(Text block):
+---+
The PDB wasn’t built in a day: lessons in data sharing

History lessons from the PDB

It has taken nearly 40 years for the Protein Data Bank to evolve into its current form.

‘Climategate’ is raising all sorts of questions about data sharing in science – and more murky suggestions of ‘hiding’ information. It looks pretty bad, but it’s important not to panic and to learn the right lessons from this.

The wrong lesson to learn is ‘don’t use email or other traceable form of communication to discuss your data’. (Take a look at the Chilcot Inquiry into the Iraq war: the surprise was not the conflicting advice from the lawyers on the legality of the war but that it was actually recorded.)

The right lesson is that scientists need to share data better. But this isn’t as simple as it sounds. I think a quick history of the Protein Data Bank (PDB), a highly regarded archive for three-dimensional structure data for biological macromolecules, might be helpful. We need to realise that it took 18 years to get to the point that journals and funding bodies required all protein-structure coordinates to be deposited.

Very soon after the first protein structures were solved, just over 50 years ago, crystallographers realised that they contained useful information that can be used time and time again and that they needed a way to store this information. During the late 1960s and early 1970s, a group of crystallographers got together to work out how best to store this data, and in October 1971 the PDB was announced. This was 10 years before sequence databases such as EMBL-Bank and GenBank.

Scientists at the PDB initially wrote to the authors of every structure paper published, which was easy enough as there were few structures available at that point. They asked for the coordinates of each structure and if the authors obliged, they sent the PDB a set of punch cards. As each atom was on a separate card, we’re talking about hundreds or thousands of cards. Later, the data were submitted on magnetic tape and now by a web form.

Early submission to the PDB was hit and miss: some crystallographers passionately believed in sharing data, others were ambivalent and even hostile. And any hostility was  understandable considering protein structures took years, sometimes decades, to produce. By 1974, the PDB had a grand total of thirteen structures, with four pending.

Now if we fast-forward to the late 1980s, we can see parallels with today’s open science movement and the move to make more data freely available. The PDB had a powerful advocate in Fred Richards, the scientist who produced the third protein structure ever and the first to be solved in the United States. He formed a committee to lobby journal editors to make deposition of coordinates in the PDB a requirement for publication and persuaded the National Institutes of Health to make it a requirement for further funding.

In 1989, Richards’ work paid off and most journals began insisting that coordinates were placed in the PDB before publication, although a hold of up to a year was still possible.

By 1 January 2010, the PDB contained 62,388 sets of coordinates, which flags up another important factor in its success: it began at the beginning. It started when very few structures were available and it was able to develop in a systematic and scalable way.

It is also worth noting that most of the raw data is not stored within the PDB; it contains coordinates, structure factors and some methodological information, although some people choose to include additional information. This means that although the curators at the PDB are able to spot irregularities, like those in the ‘fraudulent’ structures deposited by Krishna Murthy, they do not have access to the diffraction data and electron density to work out what has gone on. More information on these structures and their flaws can be found on the excellent P212121 blog.

Is this an encouraging tale for those at the centre of ‘Climategate’? Probably not. Some of the elements are there, such as pressure from outside agencies to publish the data, but they’ll need a champion from within who sees the need  to make the information public. They will have to contend with how to manage the data now that they have so many years of records: I don’t know how they organise it between themselves now – it may not be as simple as ‘just publish it’.

And finally, a new issue has arisen today from a BBC interview with Professor Phil Jones, the climate-change researcher at the centre of the issue, who says that his management of the raw data was not as good as it could be. It looks like for this field, the raw data will also need to be made available.

Many disciplines are struggling with how to store and organize data, but we can all learn from the slow and steady progress of the PDB.
+---+
(Provided data):

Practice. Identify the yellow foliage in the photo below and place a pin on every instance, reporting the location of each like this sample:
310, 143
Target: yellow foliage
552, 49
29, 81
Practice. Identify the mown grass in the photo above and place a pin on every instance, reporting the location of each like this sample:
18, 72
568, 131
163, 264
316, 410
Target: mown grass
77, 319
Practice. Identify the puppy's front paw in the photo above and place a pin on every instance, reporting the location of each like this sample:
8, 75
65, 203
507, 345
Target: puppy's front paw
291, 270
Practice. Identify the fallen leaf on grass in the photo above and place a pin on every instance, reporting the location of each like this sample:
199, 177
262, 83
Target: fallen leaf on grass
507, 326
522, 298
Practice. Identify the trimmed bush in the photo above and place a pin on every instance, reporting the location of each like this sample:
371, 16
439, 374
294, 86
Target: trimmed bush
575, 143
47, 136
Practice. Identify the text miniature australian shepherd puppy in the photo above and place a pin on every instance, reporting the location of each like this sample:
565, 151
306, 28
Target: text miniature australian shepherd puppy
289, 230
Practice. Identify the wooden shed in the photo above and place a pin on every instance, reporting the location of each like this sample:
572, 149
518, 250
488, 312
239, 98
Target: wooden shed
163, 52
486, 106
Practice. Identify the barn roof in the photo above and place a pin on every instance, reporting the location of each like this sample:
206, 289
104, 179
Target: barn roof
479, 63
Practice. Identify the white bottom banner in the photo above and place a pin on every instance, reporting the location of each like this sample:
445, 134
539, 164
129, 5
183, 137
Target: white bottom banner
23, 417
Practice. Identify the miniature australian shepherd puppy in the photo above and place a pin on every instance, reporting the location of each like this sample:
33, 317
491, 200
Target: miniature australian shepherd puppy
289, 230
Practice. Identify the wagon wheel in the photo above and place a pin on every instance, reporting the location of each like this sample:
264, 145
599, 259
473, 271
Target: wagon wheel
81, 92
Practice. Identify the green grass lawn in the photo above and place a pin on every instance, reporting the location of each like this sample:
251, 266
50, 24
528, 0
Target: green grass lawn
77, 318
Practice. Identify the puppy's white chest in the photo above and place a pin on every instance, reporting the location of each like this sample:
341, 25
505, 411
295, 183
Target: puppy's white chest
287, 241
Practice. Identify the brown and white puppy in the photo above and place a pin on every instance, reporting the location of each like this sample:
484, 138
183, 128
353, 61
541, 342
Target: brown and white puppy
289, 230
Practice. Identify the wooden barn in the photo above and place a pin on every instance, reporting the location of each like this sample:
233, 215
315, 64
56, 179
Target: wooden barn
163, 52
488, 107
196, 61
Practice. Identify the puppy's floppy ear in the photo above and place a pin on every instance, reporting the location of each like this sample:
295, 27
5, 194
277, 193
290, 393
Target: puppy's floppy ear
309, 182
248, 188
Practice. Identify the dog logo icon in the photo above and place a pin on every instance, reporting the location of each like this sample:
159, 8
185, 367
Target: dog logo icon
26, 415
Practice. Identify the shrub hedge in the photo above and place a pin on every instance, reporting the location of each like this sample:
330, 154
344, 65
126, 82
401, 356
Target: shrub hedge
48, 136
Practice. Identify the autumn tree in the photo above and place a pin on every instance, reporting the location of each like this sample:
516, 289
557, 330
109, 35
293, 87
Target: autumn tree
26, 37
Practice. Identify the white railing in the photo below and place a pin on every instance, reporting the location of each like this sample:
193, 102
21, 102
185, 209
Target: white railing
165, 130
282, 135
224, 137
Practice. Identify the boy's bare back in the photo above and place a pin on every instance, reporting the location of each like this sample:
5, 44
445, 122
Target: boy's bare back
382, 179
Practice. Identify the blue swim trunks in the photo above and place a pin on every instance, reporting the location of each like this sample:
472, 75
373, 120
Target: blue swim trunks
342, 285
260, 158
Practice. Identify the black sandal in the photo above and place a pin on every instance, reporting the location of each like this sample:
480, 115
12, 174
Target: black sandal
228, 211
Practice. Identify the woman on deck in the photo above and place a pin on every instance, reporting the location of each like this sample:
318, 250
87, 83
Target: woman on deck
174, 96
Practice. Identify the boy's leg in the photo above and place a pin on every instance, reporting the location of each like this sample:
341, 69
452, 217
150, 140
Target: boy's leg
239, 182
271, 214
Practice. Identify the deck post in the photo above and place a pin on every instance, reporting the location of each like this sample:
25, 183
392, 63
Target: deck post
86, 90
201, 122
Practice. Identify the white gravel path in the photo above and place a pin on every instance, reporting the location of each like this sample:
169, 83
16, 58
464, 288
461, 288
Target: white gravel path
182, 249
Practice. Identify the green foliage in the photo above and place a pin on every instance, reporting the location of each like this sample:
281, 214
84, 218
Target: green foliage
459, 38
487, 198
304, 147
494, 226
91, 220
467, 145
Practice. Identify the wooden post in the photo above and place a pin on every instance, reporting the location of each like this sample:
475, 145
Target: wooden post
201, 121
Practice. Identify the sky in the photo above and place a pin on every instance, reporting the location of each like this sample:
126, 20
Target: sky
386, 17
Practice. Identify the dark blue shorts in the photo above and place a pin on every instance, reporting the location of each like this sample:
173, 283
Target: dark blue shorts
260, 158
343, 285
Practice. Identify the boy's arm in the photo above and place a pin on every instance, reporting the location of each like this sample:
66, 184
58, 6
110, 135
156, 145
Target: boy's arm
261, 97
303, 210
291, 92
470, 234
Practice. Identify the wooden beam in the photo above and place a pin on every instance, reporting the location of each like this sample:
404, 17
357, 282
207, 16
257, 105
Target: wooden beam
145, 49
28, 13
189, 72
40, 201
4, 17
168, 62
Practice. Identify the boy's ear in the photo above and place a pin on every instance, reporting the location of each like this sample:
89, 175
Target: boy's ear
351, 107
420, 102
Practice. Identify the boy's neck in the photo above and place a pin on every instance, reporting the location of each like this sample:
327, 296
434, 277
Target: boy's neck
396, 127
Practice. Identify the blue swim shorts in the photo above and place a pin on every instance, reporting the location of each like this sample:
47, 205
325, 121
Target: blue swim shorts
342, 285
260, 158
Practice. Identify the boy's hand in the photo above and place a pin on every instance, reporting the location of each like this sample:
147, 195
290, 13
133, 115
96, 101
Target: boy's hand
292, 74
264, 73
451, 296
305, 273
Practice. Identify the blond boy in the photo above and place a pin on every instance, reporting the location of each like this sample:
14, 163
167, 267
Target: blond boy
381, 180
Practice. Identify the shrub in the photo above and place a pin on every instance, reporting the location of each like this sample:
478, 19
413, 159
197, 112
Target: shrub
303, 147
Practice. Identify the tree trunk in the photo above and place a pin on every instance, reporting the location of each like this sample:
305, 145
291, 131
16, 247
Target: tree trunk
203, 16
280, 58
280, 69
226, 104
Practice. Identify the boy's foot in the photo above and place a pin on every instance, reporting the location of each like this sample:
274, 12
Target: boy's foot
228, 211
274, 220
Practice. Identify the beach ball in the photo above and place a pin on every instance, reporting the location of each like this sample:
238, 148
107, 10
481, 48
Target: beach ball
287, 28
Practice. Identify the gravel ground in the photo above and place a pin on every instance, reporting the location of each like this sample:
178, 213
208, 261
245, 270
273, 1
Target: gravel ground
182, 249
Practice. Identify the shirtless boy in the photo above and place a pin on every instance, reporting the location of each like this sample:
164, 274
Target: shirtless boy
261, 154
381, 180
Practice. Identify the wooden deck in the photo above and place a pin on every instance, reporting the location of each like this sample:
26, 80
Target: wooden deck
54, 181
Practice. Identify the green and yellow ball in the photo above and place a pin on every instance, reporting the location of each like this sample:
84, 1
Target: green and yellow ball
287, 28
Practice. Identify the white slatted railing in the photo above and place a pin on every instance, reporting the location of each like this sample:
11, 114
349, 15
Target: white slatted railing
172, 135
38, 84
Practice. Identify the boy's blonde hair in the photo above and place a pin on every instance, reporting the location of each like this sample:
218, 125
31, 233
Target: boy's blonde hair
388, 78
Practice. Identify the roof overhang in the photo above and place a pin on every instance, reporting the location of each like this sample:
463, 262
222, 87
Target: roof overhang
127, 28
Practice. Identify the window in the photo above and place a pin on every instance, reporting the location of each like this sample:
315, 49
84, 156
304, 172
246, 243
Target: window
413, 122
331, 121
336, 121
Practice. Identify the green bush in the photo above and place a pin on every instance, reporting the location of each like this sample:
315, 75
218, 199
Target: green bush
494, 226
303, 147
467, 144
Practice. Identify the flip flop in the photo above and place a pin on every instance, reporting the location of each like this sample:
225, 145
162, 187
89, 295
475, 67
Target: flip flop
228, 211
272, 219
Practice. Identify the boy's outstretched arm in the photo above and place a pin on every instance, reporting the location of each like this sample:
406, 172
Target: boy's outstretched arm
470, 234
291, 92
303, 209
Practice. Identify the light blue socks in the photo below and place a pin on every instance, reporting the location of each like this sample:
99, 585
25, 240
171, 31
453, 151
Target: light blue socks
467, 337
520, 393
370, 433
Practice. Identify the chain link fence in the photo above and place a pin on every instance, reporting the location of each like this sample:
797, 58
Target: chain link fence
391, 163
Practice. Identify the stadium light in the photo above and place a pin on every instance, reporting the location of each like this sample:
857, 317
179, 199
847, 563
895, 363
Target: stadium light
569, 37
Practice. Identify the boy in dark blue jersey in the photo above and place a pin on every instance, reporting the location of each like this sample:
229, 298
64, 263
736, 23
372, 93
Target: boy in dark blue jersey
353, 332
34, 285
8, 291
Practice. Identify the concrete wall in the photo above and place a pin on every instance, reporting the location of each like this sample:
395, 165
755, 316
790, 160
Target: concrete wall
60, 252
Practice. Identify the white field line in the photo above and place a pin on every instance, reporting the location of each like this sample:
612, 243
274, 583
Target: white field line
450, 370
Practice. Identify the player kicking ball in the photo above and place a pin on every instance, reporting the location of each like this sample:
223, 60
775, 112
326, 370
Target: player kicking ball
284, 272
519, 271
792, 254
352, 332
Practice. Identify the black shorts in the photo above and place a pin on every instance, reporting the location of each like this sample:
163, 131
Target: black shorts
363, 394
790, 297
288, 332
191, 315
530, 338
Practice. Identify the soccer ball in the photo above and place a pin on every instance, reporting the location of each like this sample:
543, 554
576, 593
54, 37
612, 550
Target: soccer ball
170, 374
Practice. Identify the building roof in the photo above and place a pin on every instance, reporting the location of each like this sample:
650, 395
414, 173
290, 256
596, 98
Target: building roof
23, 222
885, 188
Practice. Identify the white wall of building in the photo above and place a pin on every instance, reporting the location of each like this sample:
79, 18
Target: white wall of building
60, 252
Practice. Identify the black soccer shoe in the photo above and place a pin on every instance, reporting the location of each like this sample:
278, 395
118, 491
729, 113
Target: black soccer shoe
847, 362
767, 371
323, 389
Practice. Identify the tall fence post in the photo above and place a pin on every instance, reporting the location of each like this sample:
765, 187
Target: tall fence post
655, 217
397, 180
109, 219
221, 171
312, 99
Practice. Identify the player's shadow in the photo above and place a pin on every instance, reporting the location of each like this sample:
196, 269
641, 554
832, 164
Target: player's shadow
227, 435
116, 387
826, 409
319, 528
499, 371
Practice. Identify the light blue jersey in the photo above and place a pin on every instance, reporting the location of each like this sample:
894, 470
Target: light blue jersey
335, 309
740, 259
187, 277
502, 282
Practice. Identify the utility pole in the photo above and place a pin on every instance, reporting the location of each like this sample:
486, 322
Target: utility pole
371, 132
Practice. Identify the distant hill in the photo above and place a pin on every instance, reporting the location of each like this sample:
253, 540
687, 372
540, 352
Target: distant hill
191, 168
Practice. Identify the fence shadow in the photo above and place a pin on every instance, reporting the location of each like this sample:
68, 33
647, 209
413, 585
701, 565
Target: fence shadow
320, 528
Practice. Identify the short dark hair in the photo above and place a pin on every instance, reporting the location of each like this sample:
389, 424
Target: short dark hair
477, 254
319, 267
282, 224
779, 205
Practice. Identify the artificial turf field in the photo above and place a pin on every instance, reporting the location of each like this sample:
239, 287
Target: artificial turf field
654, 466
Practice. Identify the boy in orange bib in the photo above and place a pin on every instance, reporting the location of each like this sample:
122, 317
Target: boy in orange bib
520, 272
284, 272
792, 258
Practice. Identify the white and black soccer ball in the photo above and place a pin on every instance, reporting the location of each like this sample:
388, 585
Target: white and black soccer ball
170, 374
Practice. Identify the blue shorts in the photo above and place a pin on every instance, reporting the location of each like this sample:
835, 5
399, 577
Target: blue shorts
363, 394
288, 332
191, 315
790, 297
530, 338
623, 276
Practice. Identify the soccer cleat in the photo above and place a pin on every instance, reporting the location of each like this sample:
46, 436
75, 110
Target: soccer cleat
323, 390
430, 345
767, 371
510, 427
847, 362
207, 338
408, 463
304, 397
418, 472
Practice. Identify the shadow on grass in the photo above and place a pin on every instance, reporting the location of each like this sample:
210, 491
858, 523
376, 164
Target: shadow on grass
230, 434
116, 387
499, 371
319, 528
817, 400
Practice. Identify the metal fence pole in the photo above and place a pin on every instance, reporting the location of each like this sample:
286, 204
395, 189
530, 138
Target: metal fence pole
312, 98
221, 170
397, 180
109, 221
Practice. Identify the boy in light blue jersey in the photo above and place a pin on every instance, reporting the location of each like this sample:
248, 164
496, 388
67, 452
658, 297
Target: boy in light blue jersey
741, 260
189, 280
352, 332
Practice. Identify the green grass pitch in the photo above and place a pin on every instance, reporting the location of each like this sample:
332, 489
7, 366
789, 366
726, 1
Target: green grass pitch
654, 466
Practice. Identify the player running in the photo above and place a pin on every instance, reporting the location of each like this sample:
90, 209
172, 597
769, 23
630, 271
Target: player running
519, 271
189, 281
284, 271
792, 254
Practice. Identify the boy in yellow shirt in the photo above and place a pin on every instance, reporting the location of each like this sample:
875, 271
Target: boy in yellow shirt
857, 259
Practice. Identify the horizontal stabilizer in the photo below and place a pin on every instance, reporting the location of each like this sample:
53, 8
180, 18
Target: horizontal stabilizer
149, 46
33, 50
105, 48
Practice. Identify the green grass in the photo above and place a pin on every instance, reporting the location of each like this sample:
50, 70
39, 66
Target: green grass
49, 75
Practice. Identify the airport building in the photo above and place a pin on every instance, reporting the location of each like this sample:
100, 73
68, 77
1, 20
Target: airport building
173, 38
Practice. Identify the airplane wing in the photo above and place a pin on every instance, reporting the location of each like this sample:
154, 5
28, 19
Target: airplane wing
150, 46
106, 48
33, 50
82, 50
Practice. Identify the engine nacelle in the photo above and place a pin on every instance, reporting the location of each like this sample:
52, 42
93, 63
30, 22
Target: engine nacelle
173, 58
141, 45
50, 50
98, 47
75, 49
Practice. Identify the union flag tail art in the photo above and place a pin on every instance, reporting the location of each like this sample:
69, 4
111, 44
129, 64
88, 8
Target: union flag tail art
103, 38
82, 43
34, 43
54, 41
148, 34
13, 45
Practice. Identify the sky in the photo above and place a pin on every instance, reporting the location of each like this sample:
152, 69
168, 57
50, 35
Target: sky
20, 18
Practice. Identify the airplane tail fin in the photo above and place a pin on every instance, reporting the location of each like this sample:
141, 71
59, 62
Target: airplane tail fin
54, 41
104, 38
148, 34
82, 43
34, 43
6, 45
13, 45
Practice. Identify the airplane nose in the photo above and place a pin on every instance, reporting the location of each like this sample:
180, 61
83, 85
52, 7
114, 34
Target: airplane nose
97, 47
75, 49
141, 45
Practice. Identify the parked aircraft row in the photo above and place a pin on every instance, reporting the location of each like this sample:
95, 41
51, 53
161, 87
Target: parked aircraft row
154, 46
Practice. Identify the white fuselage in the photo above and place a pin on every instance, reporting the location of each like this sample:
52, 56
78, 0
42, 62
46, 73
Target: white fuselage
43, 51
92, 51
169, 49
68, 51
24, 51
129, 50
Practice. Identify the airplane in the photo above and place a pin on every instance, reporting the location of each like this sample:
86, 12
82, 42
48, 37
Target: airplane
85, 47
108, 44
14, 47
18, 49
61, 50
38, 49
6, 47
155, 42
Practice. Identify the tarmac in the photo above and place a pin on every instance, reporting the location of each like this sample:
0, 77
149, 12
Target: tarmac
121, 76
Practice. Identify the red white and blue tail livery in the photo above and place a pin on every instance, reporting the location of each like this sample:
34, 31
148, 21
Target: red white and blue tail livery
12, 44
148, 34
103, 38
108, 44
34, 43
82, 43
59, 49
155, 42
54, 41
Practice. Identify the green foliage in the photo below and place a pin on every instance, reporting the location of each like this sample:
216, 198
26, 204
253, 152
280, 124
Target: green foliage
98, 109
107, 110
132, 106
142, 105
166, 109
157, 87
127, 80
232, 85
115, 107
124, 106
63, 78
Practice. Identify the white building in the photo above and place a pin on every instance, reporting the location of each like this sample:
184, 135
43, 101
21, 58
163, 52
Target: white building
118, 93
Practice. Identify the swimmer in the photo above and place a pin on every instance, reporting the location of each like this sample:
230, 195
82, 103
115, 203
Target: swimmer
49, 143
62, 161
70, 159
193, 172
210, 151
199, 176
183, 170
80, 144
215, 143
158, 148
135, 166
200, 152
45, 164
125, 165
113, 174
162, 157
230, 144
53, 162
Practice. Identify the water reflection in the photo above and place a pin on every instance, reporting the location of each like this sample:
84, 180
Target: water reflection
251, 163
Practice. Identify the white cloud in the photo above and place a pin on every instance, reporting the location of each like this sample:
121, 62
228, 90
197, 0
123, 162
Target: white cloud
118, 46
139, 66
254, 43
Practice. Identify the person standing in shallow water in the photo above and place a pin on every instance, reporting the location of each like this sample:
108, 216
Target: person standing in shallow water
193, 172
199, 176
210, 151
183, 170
+---+
From the article on the Protein Data Bank, quote the passage that begins at the words "The PDB wasn’t" and stops after "was actually recorded.)".

(Answer to the exercise):
The PDB wasn’t built in a day: lessons in data sharing

History lessons from the PDB

It has taken nearly 40 years for the Protein Data Bank to evolve into its current form.

‘Climategate’ is raising all sorts of questions about data sharing in science – and more murky suggestions of ‘hiding’ information. It looks pretty bad, but it’s important not to panic and to learn the right lessons from this.

The wrong lesson to learn is ‘don’t use email or other traceable form of communication to discuss your data’. (Take a look at the Chilcot Inquiry into the Iraq war: the surprise was not the conflicting advice from the lawyers on the legality of the war but that it was actually recorded.)